- [TASK DESCRIPTION]:
Give only the number of lines in the rows below that contain the string "dresser", counting matches only where the letter case is the same.

- [RECORD SET]:

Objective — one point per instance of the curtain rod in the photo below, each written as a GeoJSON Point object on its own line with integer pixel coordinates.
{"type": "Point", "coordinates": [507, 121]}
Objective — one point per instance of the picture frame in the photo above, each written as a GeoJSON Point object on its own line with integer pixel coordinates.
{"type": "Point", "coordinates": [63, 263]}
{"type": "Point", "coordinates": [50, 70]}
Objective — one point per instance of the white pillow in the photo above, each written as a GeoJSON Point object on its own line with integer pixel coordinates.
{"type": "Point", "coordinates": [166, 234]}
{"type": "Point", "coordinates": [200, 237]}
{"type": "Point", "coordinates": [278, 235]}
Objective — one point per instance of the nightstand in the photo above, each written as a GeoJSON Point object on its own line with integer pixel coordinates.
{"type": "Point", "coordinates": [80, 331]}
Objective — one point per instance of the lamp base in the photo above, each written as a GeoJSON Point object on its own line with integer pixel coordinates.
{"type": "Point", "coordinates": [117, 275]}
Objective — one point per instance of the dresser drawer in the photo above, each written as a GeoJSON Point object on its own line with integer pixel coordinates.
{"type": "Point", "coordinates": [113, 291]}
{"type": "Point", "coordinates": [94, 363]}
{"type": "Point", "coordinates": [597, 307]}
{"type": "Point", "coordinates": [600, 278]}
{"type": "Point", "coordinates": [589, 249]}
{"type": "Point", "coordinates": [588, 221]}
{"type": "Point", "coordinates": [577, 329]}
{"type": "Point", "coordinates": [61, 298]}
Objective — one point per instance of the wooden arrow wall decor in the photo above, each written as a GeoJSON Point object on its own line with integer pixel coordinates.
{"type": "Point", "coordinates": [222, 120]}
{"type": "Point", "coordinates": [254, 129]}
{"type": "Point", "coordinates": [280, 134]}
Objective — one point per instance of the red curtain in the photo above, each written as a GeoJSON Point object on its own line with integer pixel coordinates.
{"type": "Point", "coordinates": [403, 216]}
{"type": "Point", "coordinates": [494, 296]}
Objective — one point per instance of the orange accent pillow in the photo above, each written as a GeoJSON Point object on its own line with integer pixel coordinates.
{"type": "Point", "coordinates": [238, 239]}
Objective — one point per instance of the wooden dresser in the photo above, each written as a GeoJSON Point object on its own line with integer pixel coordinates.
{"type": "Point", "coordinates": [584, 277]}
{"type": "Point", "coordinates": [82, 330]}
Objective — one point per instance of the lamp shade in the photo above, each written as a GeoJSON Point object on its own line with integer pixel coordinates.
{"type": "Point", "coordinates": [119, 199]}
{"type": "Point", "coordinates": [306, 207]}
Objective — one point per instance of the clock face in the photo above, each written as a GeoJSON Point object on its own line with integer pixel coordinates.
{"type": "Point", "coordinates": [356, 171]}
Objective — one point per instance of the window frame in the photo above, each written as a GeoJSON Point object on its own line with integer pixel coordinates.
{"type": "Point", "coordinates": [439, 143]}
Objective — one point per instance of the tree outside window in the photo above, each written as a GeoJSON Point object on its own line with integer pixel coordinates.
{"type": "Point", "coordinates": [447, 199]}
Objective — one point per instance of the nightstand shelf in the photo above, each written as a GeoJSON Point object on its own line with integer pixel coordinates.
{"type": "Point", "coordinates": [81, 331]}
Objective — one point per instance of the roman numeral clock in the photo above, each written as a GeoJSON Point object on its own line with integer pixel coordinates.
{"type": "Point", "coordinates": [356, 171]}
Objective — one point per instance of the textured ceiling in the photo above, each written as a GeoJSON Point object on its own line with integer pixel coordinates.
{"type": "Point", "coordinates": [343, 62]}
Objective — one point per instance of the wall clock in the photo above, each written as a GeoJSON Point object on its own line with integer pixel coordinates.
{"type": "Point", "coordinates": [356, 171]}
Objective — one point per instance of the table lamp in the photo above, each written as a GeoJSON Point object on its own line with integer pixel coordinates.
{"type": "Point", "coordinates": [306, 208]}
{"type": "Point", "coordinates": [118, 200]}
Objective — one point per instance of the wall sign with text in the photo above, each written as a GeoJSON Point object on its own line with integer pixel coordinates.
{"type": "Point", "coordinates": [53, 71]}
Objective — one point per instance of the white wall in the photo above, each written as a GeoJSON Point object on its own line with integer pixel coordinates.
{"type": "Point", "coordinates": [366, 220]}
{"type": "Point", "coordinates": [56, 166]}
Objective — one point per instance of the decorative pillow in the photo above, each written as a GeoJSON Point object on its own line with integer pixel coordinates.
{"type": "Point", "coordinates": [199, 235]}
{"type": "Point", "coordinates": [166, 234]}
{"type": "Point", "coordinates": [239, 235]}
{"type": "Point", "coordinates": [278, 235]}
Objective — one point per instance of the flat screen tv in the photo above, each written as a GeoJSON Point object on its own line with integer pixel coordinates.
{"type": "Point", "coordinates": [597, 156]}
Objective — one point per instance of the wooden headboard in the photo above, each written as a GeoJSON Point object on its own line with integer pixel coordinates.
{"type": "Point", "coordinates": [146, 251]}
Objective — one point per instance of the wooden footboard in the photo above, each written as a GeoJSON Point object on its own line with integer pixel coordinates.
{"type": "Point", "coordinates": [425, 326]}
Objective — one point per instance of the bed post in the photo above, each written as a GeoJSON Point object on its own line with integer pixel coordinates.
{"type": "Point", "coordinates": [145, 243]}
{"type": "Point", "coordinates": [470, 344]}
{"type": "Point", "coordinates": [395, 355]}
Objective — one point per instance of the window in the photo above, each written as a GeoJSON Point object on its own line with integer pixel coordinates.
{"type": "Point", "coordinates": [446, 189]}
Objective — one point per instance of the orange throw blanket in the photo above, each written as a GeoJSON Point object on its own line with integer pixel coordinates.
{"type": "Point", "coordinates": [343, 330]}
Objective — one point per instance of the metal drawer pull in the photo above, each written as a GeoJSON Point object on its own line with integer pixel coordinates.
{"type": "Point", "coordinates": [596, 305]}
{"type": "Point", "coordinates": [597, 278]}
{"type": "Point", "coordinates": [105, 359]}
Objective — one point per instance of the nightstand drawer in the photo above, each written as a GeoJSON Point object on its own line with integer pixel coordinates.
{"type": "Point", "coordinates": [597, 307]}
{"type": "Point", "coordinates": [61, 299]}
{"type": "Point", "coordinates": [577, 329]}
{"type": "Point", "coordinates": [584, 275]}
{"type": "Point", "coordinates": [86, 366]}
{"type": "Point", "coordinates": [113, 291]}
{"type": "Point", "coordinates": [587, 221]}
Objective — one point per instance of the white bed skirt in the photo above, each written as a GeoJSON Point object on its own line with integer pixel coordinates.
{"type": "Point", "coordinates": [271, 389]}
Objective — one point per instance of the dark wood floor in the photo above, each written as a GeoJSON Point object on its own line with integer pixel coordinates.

==

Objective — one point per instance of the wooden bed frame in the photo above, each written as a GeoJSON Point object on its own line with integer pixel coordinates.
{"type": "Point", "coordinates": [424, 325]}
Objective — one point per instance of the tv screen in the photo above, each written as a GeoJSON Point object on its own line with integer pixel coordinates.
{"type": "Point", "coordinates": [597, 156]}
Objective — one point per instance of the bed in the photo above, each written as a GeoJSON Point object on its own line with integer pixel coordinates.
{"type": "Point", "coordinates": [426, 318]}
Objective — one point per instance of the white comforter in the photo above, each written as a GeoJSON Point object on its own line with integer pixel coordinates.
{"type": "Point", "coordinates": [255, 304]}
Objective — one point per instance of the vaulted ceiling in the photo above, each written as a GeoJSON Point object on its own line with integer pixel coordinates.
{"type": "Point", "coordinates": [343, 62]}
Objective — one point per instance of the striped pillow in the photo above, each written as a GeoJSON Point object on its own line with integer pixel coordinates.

- [ANSWER TO THIS PROBLEM]:
2